Look for the line with "the suit jacket" in the entries below, then extract that line and all lines after it exactly, with pictures left out.

■ SOURCE RECORDS ■
........

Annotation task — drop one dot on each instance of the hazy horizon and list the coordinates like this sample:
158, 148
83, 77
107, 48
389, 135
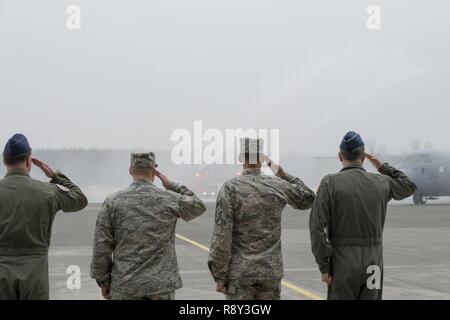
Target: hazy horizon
137, 71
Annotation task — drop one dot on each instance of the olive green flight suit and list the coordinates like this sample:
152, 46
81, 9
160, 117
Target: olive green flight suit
27, 211
346, 226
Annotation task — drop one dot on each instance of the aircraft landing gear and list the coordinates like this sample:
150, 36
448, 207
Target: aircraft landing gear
419, 199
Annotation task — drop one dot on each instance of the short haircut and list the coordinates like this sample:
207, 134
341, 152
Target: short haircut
13, 161
355, 154
135, 170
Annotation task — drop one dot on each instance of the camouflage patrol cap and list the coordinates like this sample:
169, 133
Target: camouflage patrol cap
252, 146
143, 160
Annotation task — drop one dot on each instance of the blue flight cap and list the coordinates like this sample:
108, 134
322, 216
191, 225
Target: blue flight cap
351, 141
17, 146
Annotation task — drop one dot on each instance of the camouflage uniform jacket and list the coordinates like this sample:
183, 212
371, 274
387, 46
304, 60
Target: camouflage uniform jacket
246, 242
134, 242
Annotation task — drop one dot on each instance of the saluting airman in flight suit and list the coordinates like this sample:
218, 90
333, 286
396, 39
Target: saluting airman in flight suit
347, 220
27, 211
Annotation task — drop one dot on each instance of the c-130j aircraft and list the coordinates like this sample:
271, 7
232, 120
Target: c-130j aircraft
430, 171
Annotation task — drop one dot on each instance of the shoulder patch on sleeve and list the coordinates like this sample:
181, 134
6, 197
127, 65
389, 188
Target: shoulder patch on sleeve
62, 188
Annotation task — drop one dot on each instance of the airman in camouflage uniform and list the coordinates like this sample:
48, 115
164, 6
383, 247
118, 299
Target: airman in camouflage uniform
27, 210
245, 255
347, 220
134, 246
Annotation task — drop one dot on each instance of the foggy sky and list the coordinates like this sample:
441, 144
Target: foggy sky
138, 70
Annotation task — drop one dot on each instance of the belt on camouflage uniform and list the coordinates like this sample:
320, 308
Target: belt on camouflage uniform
23, 251
364, 242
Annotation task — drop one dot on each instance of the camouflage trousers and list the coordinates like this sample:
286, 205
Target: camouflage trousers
115, 295
254, 290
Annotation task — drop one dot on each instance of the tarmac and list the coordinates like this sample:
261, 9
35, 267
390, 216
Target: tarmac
416, 254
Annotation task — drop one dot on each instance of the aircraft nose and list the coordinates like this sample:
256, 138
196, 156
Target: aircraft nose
409, 173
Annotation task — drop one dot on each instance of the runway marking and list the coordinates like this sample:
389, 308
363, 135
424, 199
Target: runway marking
284, 283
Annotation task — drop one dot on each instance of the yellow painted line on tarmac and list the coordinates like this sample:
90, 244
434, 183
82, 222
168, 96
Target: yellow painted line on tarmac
284, 283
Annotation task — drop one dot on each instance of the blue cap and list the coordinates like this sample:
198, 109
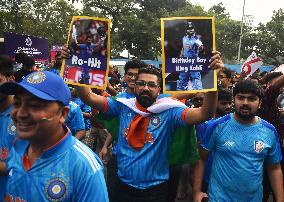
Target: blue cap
42, 84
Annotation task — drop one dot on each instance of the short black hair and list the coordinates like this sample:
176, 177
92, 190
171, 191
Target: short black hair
19, 57
248, 86
225, 94
135, 63
227, 72
6, 66
151, 70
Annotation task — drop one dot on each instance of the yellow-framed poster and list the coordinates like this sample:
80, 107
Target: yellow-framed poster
187, 45
89, 44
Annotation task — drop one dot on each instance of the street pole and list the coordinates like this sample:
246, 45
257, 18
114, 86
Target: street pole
241, 35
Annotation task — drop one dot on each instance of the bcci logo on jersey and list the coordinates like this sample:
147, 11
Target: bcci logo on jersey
56, 189
155, 120
258, 146
11, 129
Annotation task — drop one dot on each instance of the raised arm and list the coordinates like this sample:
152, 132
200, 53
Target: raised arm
88, 97
207, 110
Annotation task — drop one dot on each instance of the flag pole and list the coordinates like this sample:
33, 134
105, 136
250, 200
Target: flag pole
241, 35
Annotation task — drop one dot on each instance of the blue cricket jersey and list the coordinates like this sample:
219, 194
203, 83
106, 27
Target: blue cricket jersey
7, 136
239, 154
68, 171
148, 166
200, 134
75, 120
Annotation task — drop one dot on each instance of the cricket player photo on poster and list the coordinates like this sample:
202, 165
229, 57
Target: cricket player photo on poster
187, 44
89, 44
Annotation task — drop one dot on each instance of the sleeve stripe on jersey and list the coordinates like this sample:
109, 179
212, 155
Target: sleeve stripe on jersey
90, 154
93, 162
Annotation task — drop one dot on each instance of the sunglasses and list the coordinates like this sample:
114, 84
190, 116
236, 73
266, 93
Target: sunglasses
130, 74
150, 84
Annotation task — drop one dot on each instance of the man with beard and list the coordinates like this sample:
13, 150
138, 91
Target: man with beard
146, 128
7, 128
241, 142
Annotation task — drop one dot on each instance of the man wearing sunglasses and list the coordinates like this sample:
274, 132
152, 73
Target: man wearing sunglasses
146, 128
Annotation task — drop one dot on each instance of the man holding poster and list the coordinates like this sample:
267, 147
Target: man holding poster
186, 54
88, 41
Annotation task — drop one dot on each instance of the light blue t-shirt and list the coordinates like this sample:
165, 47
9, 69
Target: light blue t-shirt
75, 120
68, 171
239, 154
7, 136
148, 166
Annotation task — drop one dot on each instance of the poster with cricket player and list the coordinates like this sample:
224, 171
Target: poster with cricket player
252, 63
89, 45
187, 45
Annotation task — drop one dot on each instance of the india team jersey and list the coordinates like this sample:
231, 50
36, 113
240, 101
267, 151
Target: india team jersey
148, 166
75, 120
68, 171
239, 154
7, 136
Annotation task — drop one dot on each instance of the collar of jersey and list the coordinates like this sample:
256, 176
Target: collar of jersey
7, 111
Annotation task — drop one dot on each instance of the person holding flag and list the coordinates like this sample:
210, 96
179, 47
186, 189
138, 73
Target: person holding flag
146, 128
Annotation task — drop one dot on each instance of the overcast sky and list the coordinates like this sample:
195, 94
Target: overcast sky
262, 10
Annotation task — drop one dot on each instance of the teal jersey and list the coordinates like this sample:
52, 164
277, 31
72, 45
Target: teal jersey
239, 153
68, 171
7, 136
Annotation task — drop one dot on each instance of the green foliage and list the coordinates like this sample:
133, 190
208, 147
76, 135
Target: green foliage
270, 39
136, 25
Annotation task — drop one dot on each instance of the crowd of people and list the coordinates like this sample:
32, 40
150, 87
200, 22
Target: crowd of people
133, 143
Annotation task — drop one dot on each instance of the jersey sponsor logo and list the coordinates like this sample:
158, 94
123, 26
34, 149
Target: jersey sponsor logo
125, 132
12, 129
149, 138
258, 146
36, 78
229, 143
11, 172
56, 189
10, 198
155, 120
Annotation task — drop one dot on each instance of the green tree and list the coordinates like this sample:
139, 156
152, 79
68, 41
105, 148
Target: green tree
270, 39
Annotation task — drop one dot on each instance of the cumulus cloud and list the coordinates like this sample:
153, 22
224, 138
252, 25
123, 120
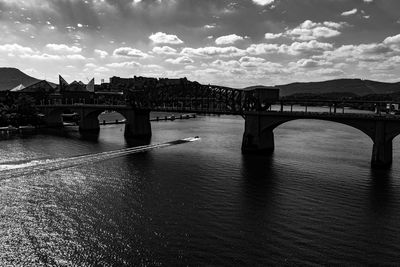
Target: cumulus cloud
164, 50
272, 35
129, 52
16, 48
392, 40
309, 30
180, 60
163, 38
350, 12
126, 64
259, 49
228, 39
209, 51
63, 48
263, 2
101, 53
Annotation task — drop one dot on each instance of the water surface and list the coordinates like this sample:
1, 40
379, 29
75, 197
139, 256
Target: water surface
314, 200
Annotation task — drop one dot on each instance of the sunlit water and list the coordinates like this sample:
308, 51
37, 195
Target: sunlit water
314, 200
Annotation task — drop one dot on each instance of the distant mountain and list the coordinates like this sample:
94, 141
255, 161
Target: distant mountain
12, 77
354, 86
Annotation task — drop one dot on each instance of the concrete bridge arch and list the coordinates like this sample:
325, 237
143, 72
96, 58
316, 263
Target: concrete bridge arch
137, 121
259, 136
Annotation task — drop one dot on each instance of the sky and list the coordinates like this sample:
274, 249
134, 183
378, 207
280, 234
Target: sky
231, 43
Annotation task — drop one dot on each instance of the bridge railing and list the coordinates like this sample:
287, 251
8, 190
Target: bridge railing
235, 103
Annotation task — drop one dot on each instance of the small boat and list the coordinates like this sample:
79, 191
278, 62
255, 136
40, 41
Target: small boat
28, 129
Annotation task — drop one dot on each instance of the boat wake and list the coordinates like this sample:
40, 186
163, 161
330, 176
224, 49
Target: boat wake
8, 170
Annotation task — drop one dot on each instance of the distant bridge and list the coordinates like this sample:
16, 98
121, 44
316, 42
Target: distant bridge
261, 109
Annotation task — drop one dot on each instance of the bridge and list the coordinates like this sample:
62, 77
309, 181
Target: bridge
261, 109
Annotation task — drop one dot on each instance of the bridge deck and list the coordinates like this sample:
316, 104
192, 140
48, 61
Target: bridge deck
297, 114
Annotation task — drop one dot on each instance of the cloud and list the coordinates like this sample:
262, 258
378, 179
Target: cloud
392, 40
311, 47
228, 39
164, 50
263, 2
126, 64
129, 52
101, 53
350, 12
259, 49
308, 63
272, 35
163, 38
180, 60
329, 72
16, 48
209, 51
309, 30
63, 48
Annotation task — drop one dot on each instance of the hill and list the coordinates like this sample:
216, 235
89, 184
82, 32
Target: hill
12, 77
354, 86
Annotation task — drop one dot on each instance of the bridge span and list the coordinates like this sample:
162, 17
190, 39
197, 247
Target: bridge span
260, 108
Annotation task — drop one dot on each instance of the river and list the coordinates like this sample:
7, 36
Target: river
314, 200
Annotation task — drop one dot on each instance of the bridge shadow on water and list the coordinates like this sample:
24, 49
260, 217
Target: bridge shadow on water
381, 194
259, 179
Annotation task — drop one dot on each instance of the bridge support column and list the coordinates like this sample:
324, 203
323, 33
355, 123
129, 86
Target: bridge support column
255, 140
137, 124
53, 120
382, 152
89, 124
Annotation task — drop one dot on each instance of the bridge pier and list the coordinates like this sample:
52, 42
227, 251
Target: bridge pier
255, 139
89, 123
137, 124
382, 151
53, 120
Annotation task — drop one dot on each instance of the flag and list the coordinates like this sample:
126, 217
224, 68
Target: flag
90, 86
62, 83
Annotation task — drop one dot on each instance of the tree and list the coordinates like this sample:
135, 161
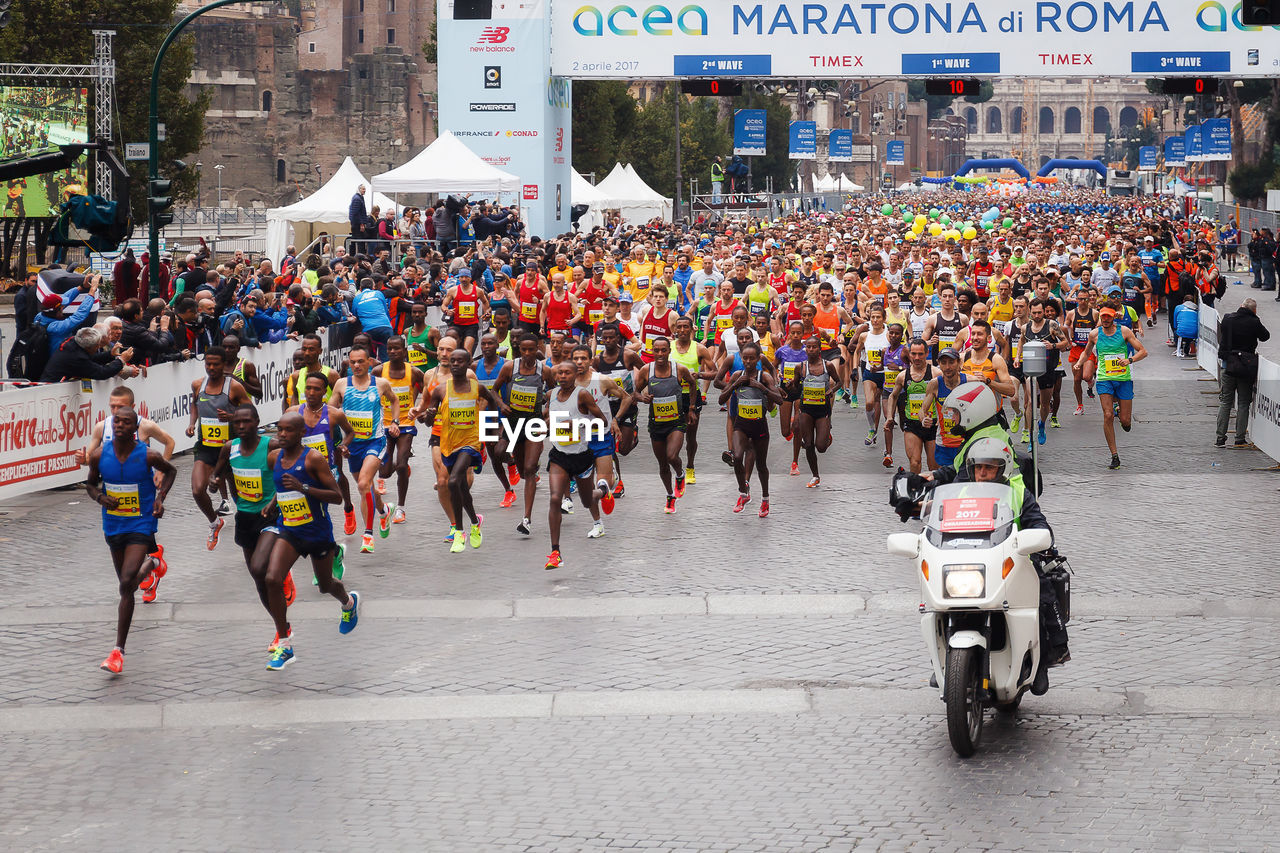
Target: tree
60, 31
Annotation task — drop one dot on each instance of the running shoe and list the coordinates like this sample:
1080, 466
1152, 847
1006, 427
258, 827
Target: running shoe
280, 657
114, 662
215, 527
350, 617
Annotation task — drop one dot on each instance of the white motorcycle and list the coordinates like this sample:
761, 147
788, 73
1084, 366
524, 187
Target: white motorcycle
979, 596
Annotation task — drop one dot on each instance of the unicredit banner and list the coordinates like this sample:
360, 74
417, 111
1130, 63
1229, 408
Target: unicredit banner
626, 40
499, 99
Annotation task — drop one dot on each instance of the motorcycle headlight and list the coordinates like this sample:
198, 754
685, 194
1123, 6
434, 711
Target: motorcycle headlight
964, 580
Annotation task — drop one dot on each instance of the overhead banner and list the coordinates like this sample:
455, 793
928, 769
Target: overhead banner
837, 41
1216, 135
840, 146
803, 141
502, 101
1194, 144
749, 132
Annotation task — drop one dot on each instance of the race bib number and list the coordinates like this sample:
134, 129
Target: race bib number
128, 506
295, 507
248, 483
361, 424
214, 433
968, 515
522, 400
666, 409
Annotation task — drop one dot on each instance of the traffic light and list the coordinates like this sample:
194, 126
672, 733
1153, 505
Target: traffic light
1258, 13
159, 204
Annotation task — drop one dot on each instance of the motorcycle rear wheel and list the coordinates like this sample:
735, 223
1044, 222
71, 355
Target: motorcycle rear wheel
963, 696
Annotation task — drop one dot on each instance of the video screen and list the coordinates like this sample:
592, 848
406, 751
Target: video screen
36, 119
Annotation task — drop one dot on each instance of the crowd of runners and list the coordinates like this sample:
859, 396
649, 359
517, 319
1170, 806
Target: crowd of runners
554, 357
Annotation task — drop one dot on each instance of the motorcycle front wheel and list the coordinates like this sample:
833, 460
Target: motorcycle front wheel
963, 696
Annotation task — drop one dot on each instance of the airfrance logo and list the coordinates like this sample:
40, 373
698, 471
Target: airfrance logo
656, 21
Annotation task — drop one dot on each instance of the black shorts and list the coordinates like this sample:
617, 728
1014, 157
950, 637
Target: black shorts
250, 525
119, 541
576, 465
208, 455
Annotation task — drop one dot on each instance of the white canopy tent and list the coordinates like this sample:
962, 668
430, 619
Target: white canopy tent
324, 210
627, 192
446, 167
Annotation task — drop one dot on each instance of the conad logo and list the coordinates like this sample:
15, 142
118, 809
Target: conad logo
590, 21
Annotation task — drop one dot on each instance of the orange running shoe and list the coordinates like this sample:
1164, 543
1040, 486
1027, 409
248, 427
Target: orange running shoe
114, 662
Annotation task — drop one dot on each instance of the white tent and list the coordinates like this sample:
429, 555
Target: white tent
581, 192
446, 167
627, 192
323, 210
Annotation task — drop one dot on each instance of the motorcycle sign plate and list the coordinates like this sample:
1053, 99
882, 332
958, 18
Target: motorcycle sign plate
968, 515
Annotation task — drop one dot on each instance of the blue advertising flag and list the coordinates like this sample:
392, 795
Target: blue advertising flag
749, 132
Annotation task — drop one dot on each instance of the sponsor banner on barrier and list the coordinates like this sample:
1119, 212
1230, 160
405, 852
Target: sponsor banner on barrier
1265, 423
41, 427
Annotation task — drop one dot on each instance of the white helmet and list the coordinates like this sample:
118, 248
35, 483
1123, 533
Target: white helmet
969, 406
990, 451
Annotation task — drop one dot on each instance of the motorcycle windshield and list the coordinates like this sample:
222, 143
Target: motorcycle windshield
969, 515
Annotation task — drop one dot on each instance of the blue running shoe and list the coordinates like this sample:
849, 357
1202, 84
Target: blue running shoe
280, 657
350, 616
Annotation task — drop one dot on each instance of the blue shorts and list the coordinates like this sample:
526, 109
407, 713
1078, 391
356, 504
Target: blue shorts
602, 448
359, 451
452, 459
945, 455
1116, 388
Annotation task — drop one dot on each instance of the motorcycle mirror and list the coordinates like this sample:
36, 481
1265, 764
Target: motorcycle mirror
908, 544
1032, 541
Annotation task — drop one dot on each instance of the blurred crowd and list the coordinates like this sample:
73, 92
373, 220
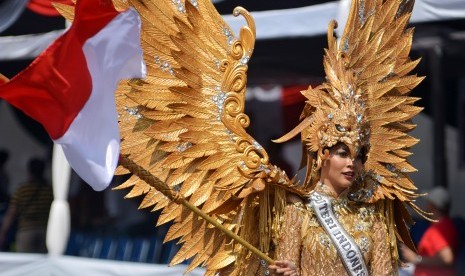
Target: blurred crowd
24, 216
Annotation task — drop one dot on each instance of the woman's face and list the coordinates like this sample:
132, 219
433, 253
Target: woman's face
340, 169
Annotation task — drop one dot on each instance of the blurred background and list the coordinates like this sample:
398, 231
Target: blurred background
291, 36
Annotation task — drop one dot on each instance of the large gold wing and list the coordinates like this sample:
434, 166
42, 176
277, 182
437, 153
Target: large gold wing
367, 92
185, 125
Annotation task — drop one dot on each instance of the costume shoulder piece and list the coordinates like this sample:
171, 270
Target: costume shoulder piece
365, 104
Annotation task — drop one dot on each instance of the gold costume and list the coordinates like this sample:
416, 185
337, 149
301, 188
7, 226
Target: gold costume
303, 241
183, 136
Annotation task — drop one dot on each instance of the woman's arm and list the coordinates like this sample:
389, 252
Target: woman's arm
289, 243
381, 261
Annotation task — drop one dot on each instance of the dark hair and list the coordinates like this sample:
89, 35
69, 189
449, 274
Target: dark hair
3, 157
36, 167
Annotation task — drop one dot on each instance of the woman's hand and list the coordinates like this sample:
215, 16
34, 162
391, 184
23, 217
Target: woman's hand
283, 268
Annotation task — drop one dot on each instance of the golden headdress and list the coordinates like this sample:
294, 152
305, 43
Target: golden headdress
183, 127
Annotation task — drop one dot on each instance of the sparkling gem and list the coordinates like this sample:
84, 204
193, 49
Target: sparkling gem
257, 145
340, 128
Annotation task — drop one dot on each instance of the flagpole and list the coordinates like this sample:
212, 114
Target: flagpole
178, 198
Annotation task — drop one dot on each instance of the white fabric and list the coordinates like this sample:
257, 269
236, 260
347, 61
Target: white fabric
59, 221
348, 250
10, 10
91, 144
16, 264
305, 21
26, 46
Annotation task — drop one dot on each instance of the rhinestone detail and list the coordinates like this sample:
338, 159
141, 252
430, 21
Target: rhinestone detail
164, 65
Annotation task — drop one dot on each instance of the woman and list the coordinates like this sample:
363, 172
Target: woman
305, 248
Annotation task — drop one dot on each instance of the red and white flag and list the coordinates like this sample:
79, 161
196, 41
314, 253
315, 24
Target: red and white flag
69, 88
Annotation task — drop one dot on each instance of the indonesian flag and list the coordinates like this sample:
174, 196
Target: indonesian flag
69, 88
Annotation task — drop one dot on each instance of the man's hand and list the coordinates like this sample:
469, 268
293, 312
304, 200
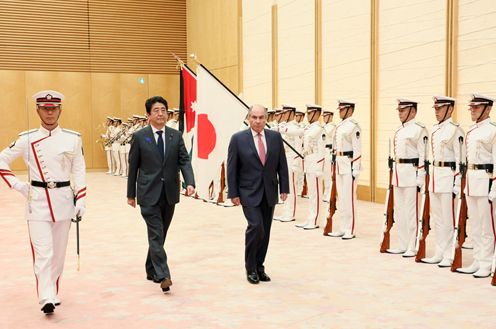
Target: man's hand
131, 202
190, 190
80, 208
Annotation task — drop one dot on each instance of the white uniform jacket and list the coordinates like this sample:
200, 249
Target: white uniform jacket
293, 133
347, 139
481, 149
313, 149
329, 136
445, 148
409, 144
51, 156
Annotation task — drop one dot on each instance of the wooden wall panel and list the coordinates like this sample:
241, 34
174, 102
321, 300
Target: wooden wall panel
105, 101
92, 35
13, 110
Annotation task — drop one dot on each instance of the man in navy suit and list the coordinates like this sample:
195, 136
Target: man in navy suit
256, 167
157, 155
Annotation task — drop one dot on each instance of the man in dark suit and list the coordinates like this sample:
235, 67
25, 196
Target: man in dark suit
255, 160
156, 156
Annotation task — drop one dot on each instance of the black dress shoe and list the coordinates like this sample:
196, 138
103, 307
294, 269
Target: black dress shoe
48, 308
165, 284
252, 277
262, 276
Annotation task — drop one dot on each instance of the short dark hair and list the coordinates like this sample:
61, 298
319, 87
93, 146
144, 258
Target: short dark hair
155, 99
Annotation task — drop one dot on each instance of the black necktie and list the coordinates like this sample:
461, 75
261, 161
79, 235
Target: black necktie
160, 144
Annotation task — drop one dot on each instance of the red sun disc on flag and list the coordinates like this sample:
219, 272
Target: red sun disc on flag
206, 136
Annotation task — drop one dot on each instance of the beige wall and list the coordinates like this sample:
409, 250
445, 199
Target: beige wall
412, 66
412, 41
89, 98
346, 65
213, 35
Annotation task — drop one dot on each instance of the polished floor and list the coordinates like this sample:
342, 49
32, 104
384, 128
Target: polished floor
317, 281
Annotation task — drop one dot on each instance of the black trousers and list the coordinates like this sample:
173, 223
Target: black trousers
157, 218
257, 234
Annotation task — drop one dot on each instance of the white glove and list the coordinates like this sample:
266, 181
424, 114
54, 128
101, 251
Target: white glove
80, 208
492, 193
22, 188
420, 179
457, 189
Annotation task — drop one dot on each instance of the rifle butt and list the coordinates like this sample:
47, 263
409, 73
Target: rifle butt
328, 227
421, 252
385, 243
457, 260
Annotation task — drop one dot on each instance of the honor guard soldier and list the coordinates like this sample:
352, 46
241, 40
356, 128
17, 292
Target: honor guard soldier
292, 133
107, 145
480, 185
116, 145
445, 179
348, 150
410, 141
52, 155
313, 150
299, 175
329, 127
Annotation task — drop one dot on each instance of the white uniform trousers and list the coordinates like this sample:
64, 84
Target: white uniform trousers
481, 214
313, 186
49, 244
108, 153
346, 200
123, 158
289, 206
300, 181
115, 156
406, 212
327, 177
443, 208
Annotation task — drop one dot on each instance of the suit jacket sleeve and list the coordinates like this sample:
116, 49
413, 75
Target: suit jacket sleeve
184, 163
232, 170
282, 169
134, 163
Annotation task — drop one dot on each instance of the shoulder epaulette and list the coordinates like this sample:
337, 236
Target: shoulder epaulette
28, 132
71, 132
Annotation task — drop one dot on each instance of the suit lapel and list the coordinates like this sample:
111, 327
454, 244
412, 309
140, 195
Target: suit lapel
167, 141
268, 140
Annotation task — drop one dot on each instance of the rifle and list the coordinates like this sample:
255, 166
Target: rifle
333, 199
493, 268
423, 224
388, 208
461, 214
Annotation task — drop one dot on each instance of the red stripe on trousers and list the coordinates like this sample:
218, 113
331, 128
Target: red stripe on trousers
318, 200
352, 206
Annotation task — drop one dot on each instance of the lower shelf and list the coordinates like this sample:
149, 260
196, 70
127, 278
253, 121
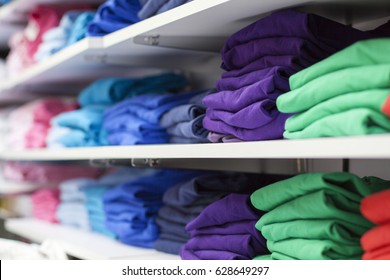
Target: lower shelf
374, 146
81, 244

........

■ RESULT ■
Annotation task — drop one dot on each instance of the suit jacket sleeve and list the coordinates like this sample:
116, 49
413, 75
Target: suit jacket sleeve
184, 163
232, 170
282, 169
134, 163
Annotation task — drop one dot on each instance of the shoulder epaulette and list the coordinates like this sample:
337, 236
Target: shoulder epaulette
28, 132
71, 132
Annotation task — drop one dot on each instance of the suit lapel and list the coordinates like this sample:
111, 327
454, 244
412, 309
140, 195
Target: suit lapel
167, 141
268, 140
Annotation task — drop one dot on each instance of the rifle and list the coordinates like this sample:
255, 166
Target: rifle
333, 199
493, 268
423, 224
388, 208
461, 214
Annotation task — drop one dot on each instance of the red stripe on trousers and list the coordinates like this sample:
218, 113
331, 128
Target: red stripe on trousers
318, 200
352, 206
Annotation task — drop one dot on each instance of the lower shelf and list the coordinates like this sample:
149, 260
196, 70
127, 278
253, 121
Target: lower shelf
374, 146
81, 244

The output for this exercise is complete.